*CHALLENGE*:
Could you pull out every one of the entries below and reproduce each line verbatim?

*EXTRACTED DATA*:
--- start ---

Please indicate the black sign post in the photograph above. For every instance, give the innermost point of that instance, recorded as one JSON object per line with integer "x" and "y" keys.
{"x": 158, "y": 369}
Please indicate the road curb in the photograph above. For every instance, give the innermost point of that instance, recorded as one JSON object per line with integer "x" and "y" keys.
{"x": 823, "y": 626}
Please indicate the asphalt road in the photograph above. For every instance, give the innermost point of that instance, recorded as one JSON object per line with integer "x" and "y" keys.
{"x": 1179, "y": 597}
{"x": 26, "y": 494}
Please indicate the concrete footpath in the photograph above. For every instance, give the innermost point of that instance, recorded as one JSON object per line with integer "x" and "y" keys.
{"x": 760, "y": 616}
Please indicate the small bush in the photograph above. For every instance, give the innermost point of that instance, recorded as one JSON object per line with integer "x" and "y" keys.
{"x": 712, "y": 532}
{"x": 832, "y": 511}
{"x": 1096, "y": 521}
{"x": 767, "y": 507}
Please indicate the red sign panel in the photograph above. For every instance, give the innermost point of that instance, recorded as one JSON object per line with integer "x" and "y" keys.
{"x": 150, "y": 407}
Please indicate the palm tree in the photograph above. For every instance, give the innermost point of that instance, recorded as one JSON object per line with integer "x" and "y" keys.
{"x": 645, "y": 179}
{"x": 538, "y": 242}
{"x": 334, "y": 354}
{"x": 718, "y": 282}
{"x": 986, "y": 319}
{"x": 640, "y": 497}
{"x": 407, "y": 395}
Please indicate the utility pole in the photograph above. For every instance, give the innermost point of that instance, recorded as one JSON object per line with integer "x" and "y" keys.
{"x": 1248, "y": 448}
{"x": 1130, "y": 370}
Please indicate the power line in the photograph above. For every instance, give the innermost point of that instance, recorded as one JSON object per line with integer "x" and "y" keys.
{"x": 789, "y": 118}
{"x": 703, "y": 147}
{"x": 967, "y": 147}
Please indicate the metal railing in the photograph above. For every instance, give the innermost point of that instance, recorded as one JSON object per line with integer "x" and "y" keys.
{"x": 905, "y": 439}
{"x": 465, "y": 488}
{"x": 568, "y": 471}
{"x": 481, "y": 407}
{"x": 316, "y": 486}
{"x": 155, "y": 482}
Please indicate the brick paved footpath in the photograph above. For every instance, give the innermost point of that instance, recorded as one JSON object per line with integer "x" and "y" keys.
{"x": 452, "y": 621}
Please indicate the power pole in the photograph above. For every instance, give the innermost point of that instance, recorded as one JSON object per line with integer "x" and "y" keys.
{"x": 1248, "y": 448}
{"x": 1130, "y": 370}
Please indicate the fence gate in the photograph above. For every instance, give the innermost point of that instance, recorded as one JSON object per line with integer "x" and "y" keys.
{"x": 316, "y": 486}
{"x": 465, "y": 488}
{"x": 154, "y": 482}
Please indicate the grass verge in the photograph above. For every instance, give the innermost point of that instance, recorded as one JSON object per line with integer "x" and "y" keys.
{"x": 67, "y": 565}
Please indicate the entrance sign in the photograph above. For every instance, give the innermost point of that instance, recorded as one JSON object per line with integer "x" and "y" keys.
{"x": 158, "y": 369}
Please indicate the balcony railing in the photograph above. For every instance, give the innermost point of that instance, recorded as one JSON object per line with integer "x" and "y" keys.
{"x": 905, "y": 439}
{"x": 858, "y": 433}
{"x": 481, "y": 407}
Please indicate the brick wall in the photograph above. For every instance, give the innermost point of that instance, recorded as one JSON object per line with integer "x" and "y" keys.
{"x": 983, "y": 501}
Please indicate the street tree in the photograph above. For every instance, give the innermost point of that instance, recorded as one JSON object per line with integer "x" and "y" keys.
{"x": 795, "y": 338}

--- end ---

*OUTPUT*:
Please indicate the black sign post in the photograph above. For every instance, give the innermost point of that instance, recorded as one JSON object per line with integer "x" and "y" keys.
{"x": 158, "y": 369}
Please indicate the road curb in the photograph above. For every instance, give the innermost point of that instance, recorded as one JSON object per line with integer "x" and "y" keys.
{"x": 823, "y": 626}
Please indicate the asphalt road in the photograph above. For every instance, give the innermost point of that instance, recorded as one JSON object per line with integer "x" and "y" keys.
{"x": 1179, "y": 597}
{"x": 26, "y": 494}
Please indicate the concrete footpath in the photograph above. For every instance, give the innermost point of that instance, recorded as one JSON object per line with integer "x" and "y" keys.
{"x": 760, "y": 616}
Please indicate the small bush in the photograph above. For every instance, give the innermost point of that instance, recorded as one JSON object per line with integer "x" and "y" keys.
{"x": 712, "y": 532}
{"x": 832, "y": 511}
{"x": 1096, "y": 521}
{"x": 767, "y": 507}
Please indicate the red sign panel in the photograph above. For every instance, give the innermost point of that instance, recorded as one JSON object per line with integer "x" and "y" keys.
{"x": 150, "y": 407}
Please indicate the palm tree in the photograph above. For every instance, give the innermost point of that instance, recorded as one JSON object per line with integer "x" and "y" keys.
{"x": 645, "y": 179}
{"x": 538, "y": 242}
{"x": 334, "y": 354}
{"x": 718, "y": 282}
{"x": 986, "y": 319}
{"x": 640, "y": 497}
{"x": 407, "y": 395}
Please indicate the utility pole in the photograph above. For every instance, give the innermost point of that instance, recorded as one JSON object per line with integer "x" and "y" keys.
{"x": 1248, "y": 448}
{"x": 1130, "y": 370}
Please indicate the power line in the photograph above. For every instance, give the innermost point of that instance, recorded as one JSON object per line with integer "x" and "y" keys.
{"x": 789, "y": 118}
{"x": 703, "y": 147}
{"x": 967, "y": 147}
Please indicate the metal railing in the photograph above. For every instance, give the innermost point of that instance, recorded as one JSON object per line with integer "x" and "y" keys.
{"x": 905, "y": 439}
{"x": 465, "y": 488}
{"x": 568, "y": 471}
{"x": 481, "y": 407}
{"x": 316, "y": 486}
{"x": 155, "y": 482}
Please indicate the brick paved footpath in the photograph above. For every instance, give the innermost point of that instance, recorded as one JSON object per line with integer "x" and "y" keys.
{"x": 452, "y": 621}
Please indicate the power pole in the photograph above. For every instance, give the innermost point of that instance, recorded as one JSON object per line with integer "x" and "y" keys.
{"x": 1248, "y": 448}
{"x": 1130, "y": 370}
Please indicate the fence gate in the photograph above. For every instance, give the innermost point of that instance, recorded as one JSON object per line with integer "x" and "y" keys.
{"x": 316, "y": 486}
{"x": 465, "y": 488}
{"x": 154, "y": 482}
Please indicate the grass verge in the photograph above. For every instance, give the innermost point of that instance, recorded as one JSON object per line with integer "x" and "y" keys.
{"x": 67, "y": 565}
Please indicate the entrance sign in the photograph above. For every instance, give the innermost point of that instance, recorded as one JSON object per line with integer "x" and "y" keys.
{"x": 158, "y": 369}
Please indicate the balcony railing in the photograph above. For every instance, give the innermost point of that instance, recorded as one JSON object per line with integer "x" and "y" keys.
{"x": 905, "y": 439}
{"x": 858, "y": 433}
{"x": 481, "y": 407}
Please indicate the brick wall in the photograph above. For every instance, give the innermost point of that instance, recorded as one JSON object per line with integer "x" and "y" keys.
{"x": 983, "y": 501}
Please indicate the street tree in the photograph above. For every instance, give the innermost point of that instance, recorded as one JSON object per line with integer "x" and "y" keys.
{"x": 795, "y": 338}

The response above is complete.